_Exercise goal_.
Review the listing and copy each line that holds the word "purple".

==================================================

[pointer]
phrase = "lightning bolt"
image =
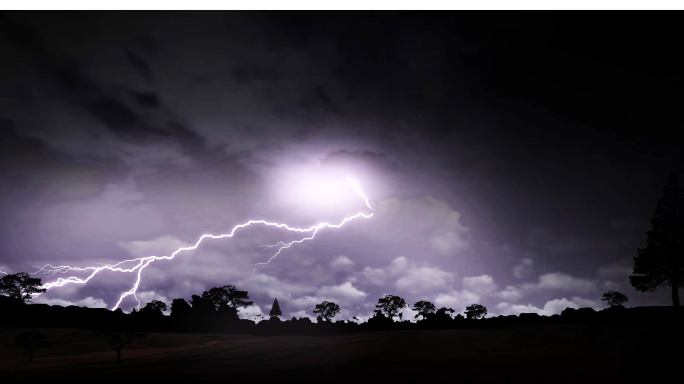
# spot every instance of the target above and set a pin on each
(137, 265)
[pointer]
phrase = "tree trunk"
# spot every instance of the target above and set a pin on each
(675, 294)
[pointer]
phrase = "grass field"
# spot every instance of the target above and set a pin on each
(521, 354)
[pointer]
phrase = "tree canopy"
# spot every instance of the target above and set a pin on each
(390, 305)
(227, 296)
(424, 308)
(475, 311)
(614, 298)
(661, 262)
(20, 286)
(326, 310)
(275, 309)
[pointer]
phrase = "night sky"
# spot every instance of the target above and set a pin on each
(513, 159)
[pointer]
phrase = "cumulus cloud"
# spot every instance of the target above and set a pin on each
(456, 299)
(551, 307)
(345, 292)
(523, 269)
(510, 293)
(341, 262)
(560, 281)
(251, 312)
(424, 279)
(89, 301)
(482, 285)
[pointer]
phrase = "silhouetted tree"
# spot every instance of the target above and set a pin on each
(614, 298)
(30, 341)
(326, 310)
(424, 308)
(390, 305)
(475, 311)
(225, 297)
(155, 306)
(20, 286)
(662, 261)
(275, 309)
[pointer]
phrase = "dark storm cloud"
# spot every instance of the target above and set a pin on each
(103, 104)
(504, 152)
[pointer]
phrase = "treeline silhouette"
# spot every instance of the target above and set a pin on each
(216, 310)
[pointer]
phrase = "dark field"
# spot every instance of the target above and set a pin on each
(519, 354)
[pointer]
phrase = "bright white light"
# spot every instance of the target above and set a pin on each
(319, 191)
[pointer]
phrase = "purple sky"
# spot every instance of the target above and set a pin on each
(506, 156)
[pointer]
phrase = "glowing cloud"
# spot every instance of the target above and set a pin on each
(317, 191)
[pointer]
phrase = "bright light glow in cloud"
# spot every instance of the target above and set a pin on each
(82, 275)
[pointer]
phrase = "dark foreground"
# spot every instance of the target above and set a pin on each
(558, 353)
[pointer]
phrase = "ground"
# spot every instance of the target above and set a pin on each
(519, 354)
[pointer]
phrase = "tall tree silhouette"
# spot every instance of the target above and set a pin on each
(390, 305)
(20, 286)
(661, 262)
(275, 309)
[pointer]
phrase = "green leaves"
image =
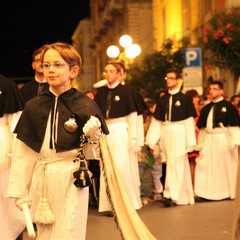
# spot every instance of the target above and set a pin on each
(221, 40)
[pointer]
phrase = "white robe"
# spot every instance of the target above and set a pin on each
(69, 204)
(176, 138)
(11, 218)
(120, 149)
(216, 168)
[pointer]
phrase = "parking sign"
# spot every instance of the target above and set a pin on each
(192, 57)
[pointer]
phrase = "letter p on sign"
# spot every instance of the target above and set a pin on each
(192, 57)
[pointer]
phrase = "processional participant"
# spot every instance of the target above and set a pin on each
(219, 135)
(173, 124)
(47, 153)
(11, 105)
(49, 169)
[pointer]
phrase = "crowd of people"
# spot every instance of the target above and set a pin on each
(178, 149)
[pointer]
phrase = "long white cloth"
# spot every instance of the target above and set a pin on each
(216, 168)
(130, 224)
(69, 204)
(11, 218)
(120, 150)
(176, 138)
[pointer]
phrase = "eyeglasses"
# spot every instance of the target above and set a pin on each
(170, 78)
(47, 66)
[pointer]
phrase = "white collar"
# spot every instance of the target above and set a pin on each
(115, 84)
(218, 100)
(174, 91)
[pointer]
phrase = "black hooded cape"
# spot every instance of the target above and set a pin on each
(72, 103)
(224, 113)
(182, 107)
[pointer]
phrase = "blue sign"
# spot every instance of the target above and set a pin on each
(192, 57)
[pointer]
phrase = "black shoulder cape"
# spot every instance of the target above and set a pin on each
(122, 104)
(224, 113)
(72, 103)
(10, 98)
(182, 107)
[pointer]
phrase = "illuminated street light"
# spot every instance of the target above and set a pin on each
(130, 50)
(113, 51)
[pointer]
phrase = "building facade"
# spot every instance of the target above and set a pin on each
(149, 23)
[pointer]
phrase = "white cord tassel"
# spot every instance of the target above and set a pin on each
(43, 212)
(28, 220)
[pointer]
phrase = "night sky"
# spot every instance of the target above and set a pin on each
(28, 24)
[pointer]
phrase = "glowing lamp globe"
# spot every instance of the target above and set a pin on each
(113, 51)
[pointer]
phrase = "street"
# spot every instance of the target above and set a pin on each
(202, 221)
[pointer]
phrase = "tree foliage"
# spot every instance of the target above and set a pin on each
(221, 40)
(148, 77)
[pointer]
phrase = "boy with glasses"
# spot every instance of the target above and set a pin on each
(173, 125)
(48, 149)
(219, 135)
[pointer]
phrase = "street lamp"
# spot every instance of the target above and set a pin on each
(130, 50)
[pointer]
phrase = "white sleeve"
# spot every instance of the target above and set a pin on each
(153, 133)
(140, 131)
(22, 166)
(234, 134)
(132, 129)
(190, 132)
(14, 120)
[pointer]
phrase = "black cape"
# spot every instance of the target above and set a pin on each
(10, 98)
(72, 103)
(224, 113)
(122, 103)
(182, 107)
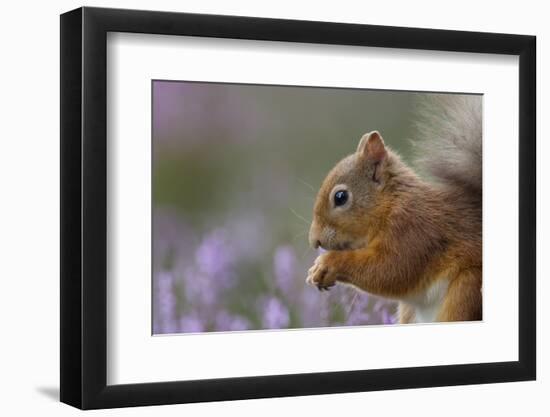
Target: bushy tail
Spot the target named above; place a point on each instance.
(448, 146)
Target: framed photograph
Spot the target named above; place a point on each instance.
(258, 208)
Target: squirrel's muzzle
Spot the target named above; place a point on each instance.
(314, 235)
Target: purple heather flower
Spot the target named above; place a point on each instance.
(274, 314)
(214, 258)
(284, 265)
(165, 304)
(229, 322)
(191, 323)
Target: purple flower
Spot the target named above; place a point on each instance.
(284, 265)
(274, 314)
(191, 324)
(214, 258)
(165, 304)
(229, 322)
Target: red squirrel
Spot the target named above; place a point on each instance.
(387, 231)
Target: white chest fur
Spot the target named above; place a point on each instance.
(427, 304)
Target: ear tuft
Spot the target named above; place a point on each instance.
(371, 147)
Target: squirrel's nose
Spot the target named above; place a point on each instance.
(314, 240)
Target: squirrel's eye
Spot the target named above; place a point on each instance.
(340, 198)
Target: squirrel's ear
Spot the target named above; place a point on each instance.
(371, 150)
(371, 147)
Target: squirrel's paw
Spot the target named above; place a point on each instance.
(320, 274)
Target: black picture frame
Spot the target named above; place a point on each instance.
(84, 207)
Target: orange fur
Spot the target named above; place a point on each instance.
(398, 235)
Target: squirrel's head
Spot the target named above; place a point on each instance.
(349, 194)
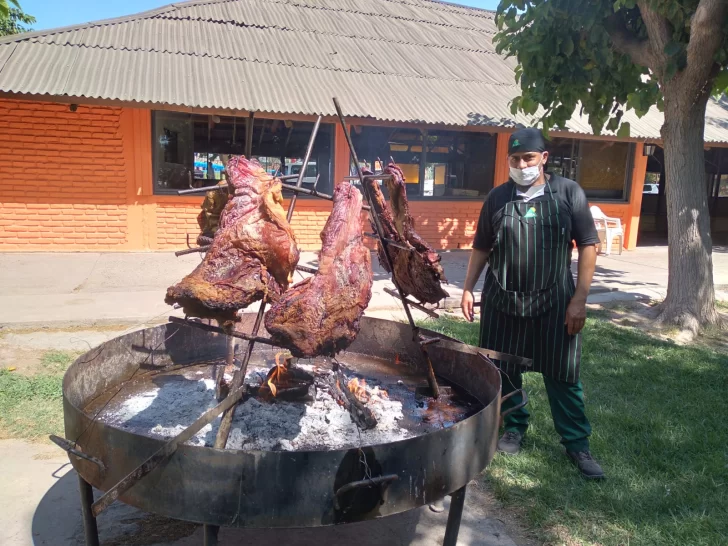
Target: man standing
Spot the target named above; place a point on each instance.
(531, 306)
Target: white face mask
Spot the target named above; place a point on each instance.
(527, 176)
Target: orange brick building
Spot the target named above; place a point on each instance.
(100, 124)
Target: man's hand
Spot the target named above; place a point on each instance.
(466, 304)
(575, 315)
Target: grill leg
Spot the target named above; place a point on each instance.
(457, 503)
(211, 532)
(90, 530)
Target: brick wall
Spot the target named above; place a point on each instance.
(63, 177)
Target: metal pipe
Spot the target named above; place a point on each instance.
(305, 269)
(412, 303)
(370, 177)
(454, 517)
(249, 134)
(301, 174)
(218, 330)
(210, 533)
(377, 222)
(90, 529)
(238, 383)
(313, 192)
(390, 242)
(163, 453)
(192, 250)
(203, 189)
(220, 187)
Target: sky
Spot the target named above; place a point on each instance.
(55, 13)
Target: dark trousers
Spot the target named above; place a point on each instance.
(567, 409)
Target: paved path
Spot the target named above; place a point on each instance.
(39, 506)
(53, 289)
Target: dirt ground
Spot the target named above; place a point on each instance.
(641, 314)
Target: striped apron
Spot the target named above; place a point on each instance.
(528, 286)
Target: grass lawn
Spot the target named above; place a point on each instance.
(31, 406)
(659, 417)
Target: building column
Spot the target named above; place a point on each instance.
(141, 215)
(639, 170)
(342, 155)
(500, 175)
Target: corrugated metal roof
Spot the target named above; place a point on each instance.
(392, 60)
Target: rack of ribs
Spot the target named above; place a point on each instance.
(253, 254)
(417, 271)
(320, 315)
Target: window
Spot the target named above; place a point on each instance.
(191, 150)
(436, 164)
(723, 188)
(601, 167)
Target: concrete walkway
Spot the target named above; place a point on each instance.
(60, 289)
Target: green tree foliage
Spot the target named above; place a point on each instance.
(5, 7)
(13, 20)
(16, 22)
(603, 57)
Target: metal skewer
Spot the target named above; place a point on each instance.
(382, 241)
(221, 187)
(299, 182)
(227, 406)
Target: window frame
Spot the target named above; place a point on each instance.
(629, 168)
(156, 190)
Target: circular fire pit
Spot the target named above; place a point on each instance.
(434, 449)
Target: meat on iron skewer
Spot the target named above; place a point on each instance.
(320, 315)
(253, 255)
(417, 271)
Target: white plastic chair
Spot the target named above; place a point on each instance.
(609, 228)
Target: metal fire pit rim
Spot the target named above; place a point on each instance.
(459, 452)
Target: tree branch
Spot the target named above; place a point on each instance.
(627, 43)
(706, 36)
(659, 33)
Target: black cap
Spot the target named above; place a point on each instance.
(526, 140)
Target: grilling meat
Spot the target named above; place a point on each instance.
(418, 271)
(253, 254)
(320, 315)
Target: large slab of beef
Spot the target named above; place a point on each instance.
(417, 271)
(320, 315)
(253, 254)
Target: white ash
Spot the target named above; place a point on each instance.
(258, 425)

==================================================

_Written response_.
phrase = "purple sky"
Target: purple heather flower
Target: purple flower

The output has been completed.